◆ **WRITTEN INSTRUCTION**:
Copy out all the lines of the records below, requests included, leaving out the pictures, and scale every point coordinate in the answers by 1.55, rounding to whole numbers with halves rounded up. Keep the numbers in the requests and their format samples unchanged.
* begin LISTING *
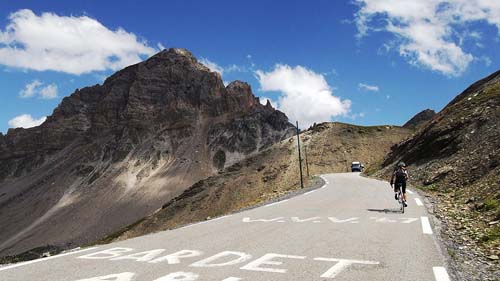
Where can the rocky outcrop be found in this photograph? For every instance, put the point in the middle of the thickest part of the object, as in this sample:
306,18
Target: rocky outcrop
113,153
455,159
420,119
* end LISTING *
◆ **RESULT OF THIS EXERCISE**:
Where can the rocky outcrop be found in this photograph? For every instance, put the point in the middle of the thickest part of the object, as in this sample:
306,18
Target: rocky outcrop
175,237
705,246
651,184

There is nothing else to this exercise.